* INFORMATION GIVEN:

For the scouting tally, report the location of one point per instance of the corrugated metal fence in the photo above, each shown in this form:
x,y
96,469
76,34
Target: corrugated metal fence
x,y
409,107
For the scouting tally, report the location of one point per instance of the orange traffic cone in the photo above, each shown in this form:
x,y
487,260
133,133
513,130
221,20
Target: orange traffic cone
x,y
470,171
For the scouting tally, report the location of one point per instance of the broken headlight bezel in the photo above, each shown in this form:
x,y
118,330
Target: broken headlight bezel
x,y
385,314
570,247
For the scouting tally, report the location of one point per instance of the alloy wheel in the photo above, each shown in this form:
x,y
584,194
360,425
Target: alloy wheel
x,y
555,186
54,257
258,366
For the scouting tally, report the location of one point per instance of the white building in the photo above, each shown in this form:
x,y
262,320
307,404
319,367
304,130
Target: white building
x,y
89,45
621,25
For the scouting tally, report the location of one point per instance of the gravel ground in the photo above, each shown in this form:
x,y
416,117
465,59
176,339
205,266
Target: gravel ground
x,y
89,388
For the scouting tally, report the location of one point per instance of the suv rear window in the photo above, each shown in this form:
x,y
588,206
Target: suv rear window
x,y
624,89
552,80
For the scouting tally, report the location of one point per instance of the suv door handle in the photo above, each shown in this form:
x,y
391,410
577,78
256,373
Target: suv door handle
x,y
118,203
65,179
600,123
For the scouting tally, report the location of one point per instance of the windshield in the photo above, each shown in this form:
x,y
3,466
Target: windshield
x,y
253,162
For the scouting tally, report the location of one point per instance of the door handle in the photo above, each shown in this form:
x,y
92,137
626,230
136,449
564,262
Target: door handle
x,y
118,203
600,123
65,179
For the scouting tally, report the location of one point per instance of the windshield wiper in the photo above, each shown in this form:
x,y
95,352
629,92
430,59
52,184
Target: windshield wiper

* WHAT IS BEING ASKED:
Reproduce all of the items above line for line, without changing a single character.

* WRITTEN SOLUTION:
For the scouting tally, report the location of one point per instance of the corrugated metal fence in the photo above, each shown in this form:
x,y
96,469
76,34
Target: corrugated metal fence
x,y
409,107
For the scouting tally, report the location of one point per instance of the orange traffic cone in the photo above, each shown in this form:
x,y
487,260
133,133
513,130
221,20
Target: orange traffic cone
x,y
470,171
For the scouting tally, report the location of one point per instance of the broken headlight bezel in the photo above, each shown in this form:
x,y
118,330
Target: broken headlight bezel
x,y
385,314
570,247
For the scouting tally, report the location of one point per instance of the alloy wheel in the photo above, each shown in this form:
x,y
584,194
360,425
Target: alloy wheel
x,y
555,186
54,257
258,366
For the scouting tally, report the location of one point per instance of the white building in the photo above, each shown in this form:
x,y
262,320
307,404
319,367
304,130
Target: white building
x,y
89,45
621,25
For the scouting tally, report the location of one point per instance of the gravel ground in the photo above, each shown in this form:
x,y
416,117
465,59
176,339
205,266
Target: gravel ground
x,y
89,388
For the scouting tally, report the location of one point per instance of the suv rear window in the photo above, each shown in this form:
x,y
588,206
Target: suv rear window
x,y
624,89
552,80
For the scouting tally, report the location of one point per instance of the suv door handle in the photo above, each shown in this form:
x,y
391,410
577,78
256,373
Target: suv door handle
x,y
118,203
65,179
600,123
For the scouting tally, report the location of one point per instance of the windshield in the photo above, each shown in this form:
x,y
3,466
Target: windshield
x,y
253,162
For the scouting tally, report the location of one point per instance of the door handle in the photo above, each shown in this form:
x,y
92,137
626,230
136,449
564,262
Target: door handle
x,y
118,203
600,123
65,179
For the scouting tally, report the location of one point per instance of the windshield wiper in the photo above, each shown in this form:
x,y
95,352
629,92
430,59
52,184
Target: windshield wiper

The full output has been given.